* Fragmento del texto:
+++++

Cuando los gélidos días del invierno dan paso a las primeras lluvias de la primavera, que envuelven con su clima ameno a la naturaleza hasta entonces inerte, los hombres son regalados con el despuntar de una vida nueva, rica en principios, misterios y simbolismos.
«Yo soy la vid, vosotros los sarmientos» (Jn 15, 5) ¿Quién no es capaz de escuchar el eco de estas divinas palabras al contemplar los delicados vástagos que brotan de las longevas vides de un terruño legendario y extraer de esta sencilla enseñanza frutos de dulzura y de paz, remedio eficaz para la salvación? ¿No habrá querido el Señor revelar en tal alegoría una realidad sobrenatural que le complació plasmar en el orden natural cuando fue creado el mundo? ¡Sí! Más que ser una simple imagen del Salvador, la vid le entrega al hombre el vino, que el tiempo y las barricas sublimarán, a la espera de que dé paso a la sangre de Cristo durante la misa.

La eucaristía es la expresión más sensible de una realidad invisible que revela lo íntimo de la relación entre la vid y los sarmientos, entre Cristo y sus miembros: la comunión de los santos.
Cuando rezamos el credo proclamamos nuestra fe en esta verdad, profesada expresamente por la Iglesia desde el siglo v,1 sin meditar, no obstante, en el universo sobrenatural que encierra. Volvamos brevemente a las fuentes cristalinas de las Escrituras y las enseñanzas milenarias de la Iglesia para comprender mejor este punto de la doctrina católica y el amor inagotable que, a través de él, se derrama sobre nosotros.
Comunión de los santos, en las cosas santas
La expresión comunión de los santos se entiende más claramente cuando es considerada en dos sentidos distintos: comunión en las cosas santas, sancta; y comunión entre las personas santas, sancti.
En la mayoría de las liturgias orientales, mientras el celebrante presenta las ofrendas recita: «Sancta sanctis —lo que es santo para los que son santos». «Los fieles (sancti) se alimentan con el cuerpo y la sangre de Cristo (sancta) para crecer en la comunión con el Espíritu Santo (koinonía) y comunicarla al mundo».2
La primera acepción de la palabra comunión que nos viene a la mente se refiere, sin duda, a la eucaristía. Sin embargo, el término koinonía significaba desde tiempos antiguos la unión íntima de los obispos con los fieles, de los obispos entre sí e, igualmente, de los fieles entre sí. Expresar la unión de las personas con este vocablo denotaba reconocer una misma unidad vital que los vinculaba,3 como la savia divina que da vigor a todas las ramas.
Las cartas del apóstol San Pablo desempeñan un indiscutible papel esclarecedor en la explicitud de este dogma, pues, a partir de la doctrina del Cuerpo Místico de Cristo (cf. 1 Cor 12, 12-14), enseñada con maestría, hizo comprensible en cierta medida aquello que, aun así, sigue siendo un misterio.

+++++

* Material extraído:
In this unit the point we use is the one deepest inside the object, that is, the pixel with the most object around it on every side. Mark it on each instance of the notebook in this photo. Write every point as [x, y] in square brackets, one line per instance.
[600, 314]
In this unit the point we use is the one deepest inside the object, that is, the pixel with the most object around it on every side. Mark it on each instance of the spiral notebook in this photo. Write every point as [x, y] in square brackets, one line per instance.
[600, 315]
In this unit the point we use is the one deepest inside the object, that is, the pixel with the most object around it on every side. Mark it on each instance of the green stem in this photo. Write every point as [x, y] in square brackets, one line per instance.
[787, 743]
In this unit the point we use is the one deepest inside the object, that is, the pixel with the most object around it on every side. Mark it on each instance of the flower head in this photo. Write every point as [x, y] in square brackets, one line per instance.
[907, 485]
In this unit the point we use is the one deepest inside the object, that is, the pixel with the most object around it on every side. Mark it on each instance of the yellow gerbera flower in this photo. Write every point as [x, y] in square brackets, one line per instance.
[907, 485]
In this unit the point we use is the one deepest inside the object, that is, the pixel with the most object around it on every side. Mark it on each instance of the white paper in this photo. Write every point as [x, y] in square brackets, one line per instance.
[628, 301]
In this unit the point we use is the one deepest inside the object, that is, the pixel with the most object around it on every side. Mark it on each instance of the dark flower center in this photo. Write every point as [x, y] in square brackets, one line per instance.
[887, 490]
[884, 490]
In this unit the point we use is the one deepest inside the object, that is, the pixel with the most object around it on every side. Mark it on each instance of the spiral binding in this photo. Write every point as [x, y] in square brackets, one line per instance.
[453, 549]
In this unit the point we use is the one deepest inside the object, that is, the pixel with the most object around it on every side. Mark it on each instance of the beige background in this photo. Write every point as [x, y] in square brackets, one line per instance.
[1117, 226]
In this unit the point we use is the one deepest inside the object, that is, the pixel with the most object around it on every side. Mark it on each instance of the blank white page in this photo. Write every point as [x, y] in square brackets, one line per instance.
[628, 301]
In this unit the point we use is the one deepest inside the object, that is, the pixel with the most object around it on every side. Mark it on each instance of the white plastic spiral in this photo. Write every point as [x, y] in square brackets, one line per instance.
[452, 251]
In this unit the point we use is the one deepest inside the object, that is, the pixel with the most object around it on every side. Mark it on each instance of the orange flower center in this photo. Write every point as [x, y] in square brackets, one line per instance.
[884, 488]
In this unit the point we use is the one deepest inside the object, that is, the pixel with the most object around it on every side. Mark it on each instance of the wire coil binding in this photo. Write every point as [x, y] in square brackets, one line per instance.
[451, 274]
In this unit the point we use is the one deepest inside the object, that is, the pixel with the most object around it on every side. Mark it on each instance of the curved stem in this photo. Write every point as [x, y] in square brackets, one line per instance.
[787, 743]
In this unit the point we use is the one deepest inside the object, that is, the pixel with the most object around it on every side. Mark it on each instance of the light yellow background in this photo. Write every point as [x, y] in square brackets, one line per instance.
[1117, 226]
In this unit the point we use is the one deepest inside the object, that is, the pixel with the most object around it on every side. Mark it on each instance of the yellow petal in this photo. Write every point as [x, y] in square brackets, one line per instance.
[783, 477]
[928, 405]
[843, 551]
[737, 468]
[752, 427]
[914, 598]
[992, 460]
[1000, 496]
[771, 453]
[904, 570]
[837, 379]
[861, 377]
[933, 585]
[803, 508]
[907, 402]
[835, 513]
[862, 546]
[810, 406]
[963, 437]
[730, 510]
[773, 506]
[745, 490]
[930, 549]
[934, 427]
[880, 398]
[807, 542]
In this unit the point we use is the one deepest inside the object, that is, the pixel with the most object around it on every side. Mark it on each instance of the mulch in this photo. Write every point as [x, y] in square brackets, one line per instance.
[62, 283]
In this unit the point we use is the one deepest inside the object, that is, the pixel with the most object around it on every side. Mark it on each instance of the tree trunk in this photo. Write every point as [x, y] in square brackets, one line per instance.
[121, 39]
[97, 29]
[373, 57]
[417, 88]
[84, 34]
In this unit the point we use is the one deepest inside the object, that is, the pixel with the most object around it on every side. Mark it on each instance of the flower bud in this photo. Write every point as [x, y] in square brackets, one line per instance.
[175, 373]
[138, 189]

+++++

* Tarea A: Según el texto sobre la comunión de los santos, ¿qué uniones designaba el término koinonía desde tiempos antiguos? Enuméralas todas.
* Tarea B: Reproduce del texto sobre la comunión de los santos el fragmento que va desde «Comunión de los santos, en» hasta «personas santas, sancti.».

* Respuesta esperada A:
- La unión íntima de los obispos con los fieles
- La unión de los obispos entre sí
- La unión de los fieles entre sí

* Respuesta esperada B:
Comunión de los santos, en las cosas santas
La expresión comunión de los santos se entiende más claramente cuando es considerada en dos sentidos distintos: comunión en las cosas santas, sancta; y comunión entre las personas santas, sancti.